- _Exercise details_
Reproduce every line of the material below verbatim.

- _Data extract_

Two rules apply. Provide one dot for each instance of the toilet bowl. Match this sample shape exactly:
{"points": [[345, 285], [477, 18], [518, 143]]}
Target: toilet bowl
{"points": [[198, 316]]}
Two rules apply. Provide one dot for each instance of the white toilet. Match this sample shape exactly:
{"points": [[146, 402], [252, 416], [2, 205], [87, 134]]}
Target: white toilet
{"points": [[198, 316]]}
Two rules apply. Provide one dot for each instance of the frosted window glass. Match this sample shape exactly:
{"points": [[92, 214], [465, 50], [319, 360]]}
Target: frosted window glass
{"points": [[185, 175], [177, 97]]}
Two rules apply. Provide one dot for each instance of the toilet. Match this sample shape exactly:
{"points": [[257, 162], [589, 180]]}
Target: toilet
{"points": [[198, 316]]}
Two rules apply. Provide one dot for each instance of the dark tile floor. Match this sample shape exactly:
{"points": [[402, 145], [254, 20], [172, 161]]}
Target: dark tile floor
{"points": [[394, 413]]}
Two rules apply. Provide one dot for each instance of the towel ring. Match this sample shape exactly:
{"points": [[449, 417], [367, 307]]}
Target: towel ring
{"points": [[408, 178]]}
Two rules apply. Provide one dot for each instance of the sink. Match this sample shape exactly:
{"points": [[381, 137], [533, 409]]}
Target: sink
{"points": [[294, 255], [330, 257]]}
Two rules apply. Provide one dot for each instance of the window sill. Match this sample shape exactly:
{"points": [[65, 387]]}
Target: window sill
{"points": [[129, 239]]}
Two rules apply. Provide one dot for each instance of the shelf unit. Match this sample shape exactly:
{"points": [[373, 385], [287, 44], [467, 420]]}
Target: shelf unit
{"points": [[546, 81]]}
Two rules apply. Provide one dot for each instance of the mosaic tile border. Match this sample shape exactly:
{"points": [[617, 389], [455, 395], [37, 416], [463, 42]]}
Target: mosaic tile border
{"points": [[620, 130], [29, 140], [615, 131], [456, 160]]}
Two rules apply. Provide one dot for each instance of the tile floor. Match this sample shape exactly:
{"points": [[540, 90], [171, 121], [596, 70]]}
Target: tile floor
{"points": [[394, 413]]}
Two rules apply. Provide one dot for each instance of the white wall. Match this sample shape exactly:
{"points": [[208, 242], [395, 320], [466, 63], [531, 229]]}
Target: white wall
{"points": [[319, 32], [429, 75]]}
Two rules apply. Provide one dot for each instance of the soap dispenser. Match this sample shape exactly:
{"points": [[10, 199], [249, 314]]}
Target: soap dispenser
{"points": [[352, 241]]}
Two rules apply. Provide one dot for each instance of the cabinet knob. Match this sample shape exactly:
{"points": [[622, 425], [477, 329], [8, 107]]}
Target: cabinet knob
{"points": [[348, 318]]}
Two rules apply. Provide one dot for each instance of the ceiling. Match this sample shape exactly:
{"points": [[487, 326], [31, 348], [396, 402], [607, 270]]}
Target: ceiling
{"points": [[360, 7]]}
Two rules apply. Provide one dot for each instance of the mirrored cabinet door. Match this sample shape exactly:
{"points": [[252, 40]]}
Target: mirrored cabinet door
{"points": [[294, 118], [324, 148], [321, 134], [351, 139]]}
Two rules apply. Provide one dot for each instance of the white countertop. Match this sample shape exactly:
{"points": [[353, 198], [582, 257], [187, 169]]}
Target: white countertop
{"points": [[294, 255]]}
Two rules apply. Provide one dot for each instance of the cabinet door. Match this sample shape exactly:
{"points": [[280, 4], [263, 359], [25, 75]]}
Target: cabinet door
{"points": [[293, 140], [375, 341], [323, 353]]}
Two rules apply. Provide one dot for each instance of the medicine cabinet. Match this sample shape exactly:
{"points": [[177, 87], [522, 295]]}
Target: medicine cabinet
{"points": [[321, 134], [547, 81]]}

- _Result below_
Two rules apply. Provide one dot for each instance of the toilet bowl. Match this sample shape exactly:
{"points": [[345, 285], [477, 18], [518, 143]]}
Target: toilet bowl
{"points": [[198, 316]]}
Two rules apply. Provide one dot for each instance of the white toilet. Match this sample shape exactly:
{"points": [[146, 402], [252, 416], [2, 205], [87, 134]]}
Target: white toilet
{"points": [[198, 316]]}
Two rules apply. Provide one dot for each instance of the frosted window glass. Match this sample shape exactly:
{"points": [[92, 214], [465, 50], [319, 360]]}
Target: frosted window glass
{"points": [[185, 175], [177, 97]]}
Two rules apply. Provide one dot for each instance of the toilet. Match this sample shape exactly:
{"points": [[257, 162], [589, 180]]}
Target: toilet
{"points": [[198, 316]]}
Two rules apply. Provide one dot for each instance of the dark tile floor. Match this sample shape exactly:
{"points": [[402, 145], [254, 20], [172, 161]]}
Target: dark tile floor
{"points": [[394, 413]]}
Two rules apply. Provide one dot for each instance of the towel ring. Match this sample shape exactly:
{"points": [[449, 417], [367, 307]]}
Target: towel ring
{"points": [[408, 178]]}
Two rules apply. Provide one dot for each instance of the sink. Match this sample shape exactly:
{"points": [[381, 137], [533, 409]]}
Target: sink
{"points": [[294, 255], [330, 257]]}
Two rules apply. Provide one dot for each instance of the window sill. Match this sample shape exactly:
{"points": [[65, 387]]}
Target: window sill
{"points": [[129, 239]]}
Two rules apply. Provide one dot for each instance of the shelf unit. Match this sample shape exactly:
{"points": [[373, 385], [287, 44], [467, 420]]}
Target: shelf unit
{"points": [[546, 81]]}
Two rules apply. Provide one dot for each instance of the mosaic tile border. Match this sample shape exactly:
{"points": [[617, 389], [455, 395], [37, 416], [463, 42]]}
Target: mosaic tile border
{"points": [[620, 130], [29, 140], [615, 131], [456, 160]]}
Two rules apply. Provide one dot for each instance of the tile floor. Match this sample shape exactly:
{"points": [[540, 90], [171, 121], [596, 70]]}
Target: tile floor
{"points": [[394, 413]]}
Two rules apply. Provide one dot for each instance of the white wall. Match this sample shape exactly:
{"points": [[208, 242], [395, 320], [466, 63], [531, 229]]}
Target: white wall
{"points": [[319, 32], [429, 75]]}
Two rules apply. Provide one dot for each instance of the soap dispenser. Match this sample shape exactly:
{"points": [[10, 199], [249, 314]]}
Target: soap dispenser
{"points": [[352, 241]]}
Two rules apply. Provide one dot for each instance of the cabinet knob. Match this sample shape exactly:
{"points": [[622, 425], [477, 329], [8, 107]]}
Target: cabinet knob
{"points": [[348, 318]]}
Two rules apply. Provide one dot for each instance of the ceiling. Match this sample shape exactly:
{"points": [[487, 326], [31, 348], [396, 402], [607, 270]]}
Target: ceiling
{"points": [[360, 7]]}
Two rules apply. Provide one dot for each instance of the mirrored cabinet door. Match this sample shape exactly:
{"points": [[252, 40]]}
Target: mirrored cabinet door
{"points": [[294, 118], [324, 148], [321, 134], [351, 139]]}
Two rules apply. Provide one dot for each instance of the white countertop. Match this sample shape exactly:
{"points": [[353, 198], [582, 257], [187, 169]]}
Target: white countertop
{"points": [[294, 255]]}
Two rules apply. Provide one dot for each instance of the cabinet door. Match this sample shape exactly:
{"points": [[280, 4], [263, 359], [25, 75]]}
Target: cabinet door
{"points": [[293, 140], [375, 341], [323, 353]]}
Two rules apply. Provide one dot for each instance of the medicine cabinet. Match this sample shape exactly:
{"points": [[177, 87], [522, 295]]}
Target: medicine cabinet
{"points": [[321, 134], [547, 81]]}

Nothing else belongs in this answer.